Each line of the data below goes into the copy exactly; pictures do not.

================

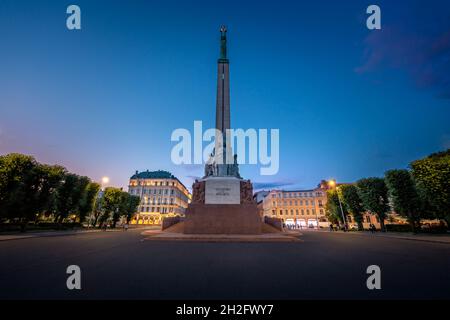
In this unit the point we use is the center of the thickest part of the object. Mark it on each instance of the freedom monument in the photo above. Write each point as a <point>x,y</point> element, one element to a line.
<point>222,202</point>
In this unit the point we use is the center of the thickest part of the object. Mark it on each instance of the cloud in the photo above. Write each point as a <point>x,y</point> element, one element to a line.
<point>425,56</point>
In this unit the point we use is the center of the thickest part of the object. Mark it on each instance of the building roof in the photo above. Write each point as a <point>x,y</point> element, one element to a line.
<point>160,174</point>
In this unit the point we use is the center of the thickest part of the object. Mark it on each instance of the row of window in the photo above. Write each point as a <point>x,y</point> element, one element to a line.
<point>297,194</point>
<point>296,203</point>
<point>153,183</point>
<point>297,212</point>
<point>157,209</point>
<point>170,201</point>
<point>153,191</point>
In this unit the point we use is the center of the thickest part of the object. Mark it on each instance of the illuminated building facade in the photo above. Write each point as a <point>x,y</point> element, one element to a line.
<point>300,208</point>
<point>162,195</point>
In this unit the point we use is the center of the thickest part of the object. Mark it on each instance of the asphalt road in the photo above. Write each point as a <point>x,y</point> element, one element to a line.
<point>119,265</point>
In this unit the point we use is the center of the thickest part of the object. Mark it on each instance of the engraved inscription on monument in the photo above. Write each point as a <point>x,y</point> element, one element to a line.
<point>222,191</point>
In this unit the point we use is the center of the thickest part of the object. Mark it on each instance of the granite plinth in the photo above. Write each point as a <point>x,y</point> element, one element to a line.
<point>222,219</point>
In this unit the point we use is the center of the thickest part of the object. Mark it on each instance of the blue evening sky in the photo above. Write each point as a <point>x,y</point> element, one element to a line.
<point>103,101</point>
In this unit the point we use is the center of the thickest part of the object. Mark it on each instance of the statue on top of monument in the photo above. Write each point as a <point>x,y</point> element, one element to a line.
<point>217,165</point>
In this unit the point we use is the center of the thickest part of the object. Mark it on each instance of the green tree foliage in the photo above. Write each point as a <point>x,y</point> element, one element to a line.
<point>332,208</point>
<point>403,196</point>
<point>115,204</point>
<point>87,201</point>
<point>352,203</point>
<point>112,204</point>
<point>374,196</point>
<point>131,206</point>
<point>432,176</point>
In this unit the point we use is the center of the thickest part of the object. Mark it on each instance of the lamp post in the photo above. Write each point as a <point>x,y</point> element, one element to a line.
<point>333,184</point>
<point>105,181</point>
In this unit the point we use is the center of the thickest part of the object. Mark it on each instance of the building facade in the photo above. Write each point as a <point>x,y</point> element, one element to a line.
<point>162,195</point>
<point>300,208</point>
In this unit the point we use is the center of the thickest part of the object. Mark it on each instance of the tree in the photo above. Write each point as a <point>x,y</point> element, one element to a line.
<point>373,194</point>
<point>68,196</point>
<point>112,204</point>
<point>131,205</point>
<point>432,176</point>
<point>352,202</point>
<point>333,208</point>
<point>86,204</point>
<point>404,196</point>
<point>20,183</point>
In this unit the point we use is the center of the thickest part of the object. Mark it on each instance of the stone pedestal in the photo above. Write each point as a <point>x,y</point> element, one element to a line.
<point>222,205</point>
<point>222,219</point>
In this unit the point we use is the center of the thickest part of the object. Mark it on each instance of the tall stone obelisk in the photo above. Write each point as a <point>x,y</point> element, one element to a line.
<point>223,147</point>
<point>222,201</point>
<point>223,163</point>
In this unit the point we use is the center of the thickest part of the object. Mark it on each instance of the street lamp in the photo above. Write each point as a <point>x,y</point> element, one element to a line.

================

#### [Task result]
In this unit the point we use is the center of the thickest part of the object. Mark it on each instance of the freedom monument in the photo above. Write each point as a <point>x,y</point> element, one element to a line.
<point>222,202</point>
In this unit the point we use is the center of the thickest part of the object. Mark it on each instance of the cloud in the photo above. Write each point as a <point>x,y</point> element, one element to a line.
<point>425,56</point>
In this unit the point we use is the center of the thickest part of the object. Mark it on each instance of the building roof in the photo above. Write each point as a <point>x,y</point> element, one element to a line.
<point>160,174</point>
In this unit the point we use is the center of the thickest part of the object. Mark it on each instance of the row of window in the photo above. Write each point as a <point>x,y</point> element, one element to a line.
<point>297,194</point>
<point>296,203</point>
<point>153,183</point>
<point>297,212</point>
<point>157,209</point>
<point>170,201</point>
<point>153,191</point>
In this unit the point we use is the center of the thickest part of the object. Mark it on each instance of the illuminated building facade in the photo above. Write each point as a <point>x,y</point> element, one element to a line.
<point>300,208</point>
<point>162,195</point>
In this unit the point we use is the center of the thickest part of the object. Mark it on each instance of the asphalt road in the photo above. Write each point as a <point>x,y</point> element, one element to a line.
<point>119,265</point>
In this unit the point we use is the center of the thickest part of the object. Mark it on each instance of the engraved inscription on monument in the photo above. Write each point as a <point>x,y</point> element, one element to a line.
<point>222,191</point>
In this unit the point we use is the center of the thickest part of the object. Mark it on each instance of the granite plinth in the photo above. Write each point as a <point>x,y</point> element, one element to a line.
<point>222,219</point>
In this unit the point we use is the center of the thickest part of the object. Mark it on each instance of the blue evening sky in the photo above. Write each point as a <point>x,y</point> element, one element to a line.
<point>103,101</point>
In this unit the point we use is the center of the thickest part of the object. Mark it on each instance of the statue on top of monument in the photo above. Write each point as a <point>x,y</point> element, one element to a line.
<point>217,165</point>
In this unit the point we use is the center of the thickest part of the object. Mark it on each instance of the green tree foliage in the photo above. Write each point as a <point>x,y</point> element, one element to a line.
<point>332,208</point>
<point>403,196</point>
<point>115,204</point>
<point>87,201</point>
<point>352,203</point>
<point>112,204</point>
<point>374,196</point>
<point>131,206</point>
<point>432,176</point>
In this unit the point we use is the center of the thickest part of the object. Mark it on each instance of the lamp post in the photo above. Write each point as a <point>x,y</point> element, one element to a line.
<point>333,184</point>
<point>105,181</point>
In this unit the point we use is the center of the thickest part of the object. Mark it on each instance of the building facade in the photo above. Write each point as a <point>x,y</point> element, one element to a line.
<point>162,195</point>
<point>300,208</point>
In this unit the point we use is the center of the thickest part of the object. Mark it on each instance of the tree in the photo above. Write each point as a <point>x,y</point> element, one element to a line.
<point>373,194</point>
<point>68,196</point>
<point>112,204</point>
<point>131,205</point>
<point>432,176</point>
<point>352,202</point>
<point>333,208</point>
<point>86,204</point>
<point>404,196</point>
<point>20,183</point>
In this unit the point we use is the center of the thickest part of the object. Mark it on each instance of the stone pedestal in the photo above. Write each point as a <point>x,y</point> element, one element to a line.
<point>222,205</point>
<point>222,219</point>
In this unit the point we use is the center of the thickest part of the object. Mark it on each instance of the tall stone obelisk in the photo above. Write each point as a <point>x,y</point> element, one element to a line.
<point>223,147</point>
<point>222,201</point>
<point>223,163</point>
In this unit the point we use is the center of the thickest part of the object. Mark it on each instance of the street lamp in the photo above. Write each point as a <point>x,y</point> element, one element to a line.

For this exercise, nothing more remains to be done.